#### [Excerpt to read]
--
Yeah I've never understood why the regulations settings in the lobby can't be specific to a particular model.
But you can always kick people who refuse to get in teh same car.
 
Got to say here that the shuffle mixes were a ton of fun in GT5 when I played it met many talented and untalented drivers going into shuffle rooms.

Now with the debate on, JP I do agree that there were cars that you get that no matter what you do you can't keep up a prime example is the 69 Camaro. Tons of power but no top end for a lot of tracks. This would severely handicap a race. The people I raced with would automatically reshuffle if a muscle car came up.

Watermelon, I see your involved in the mix master shuffle on GT6 and you have tested out cars to make it possible to do that. I like the idea and watching it come to fruition. I wish PD would take a lesson from you an all that participate.

I do agree with JP that shuffle races should have qualifying. It is not a matter of avoiding 1st turn pile ups. 1st turn messes are more of a matter of people who join your room that you are not familiar driving with. I could not tell you if bachelor number 1 that just joined our "clean racing shuffle" room is an aware and clean racer. If it had qualifying you hopefully would be able to set it fastest in the rear or front depending on preference.
--
#### [Raw data]
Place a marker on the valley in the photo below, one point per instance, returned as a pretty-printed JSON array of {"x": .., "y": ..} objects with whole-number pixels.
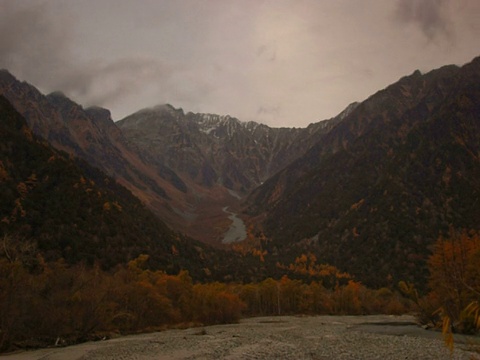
[{"x": 169, "y": 217}]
--
#### [Written tasks]
[A] List every abbreviation written entirely in capital letters in the forum post on shuffle races, naming each one only once.
[B] Quote the forum post on shuffle races word for word, starting at "But you can" and ending at "into shuffle rooms.".

#### [Answers]
[A] GT5, GT6, JP, PD

[B]
But you can always kick people who refuse to get in teh same car.
 
Got to say here that the shuffle mixes were a ton of fun in GT5 when I played it met many talented and untalented drivers going into shuffle rooms.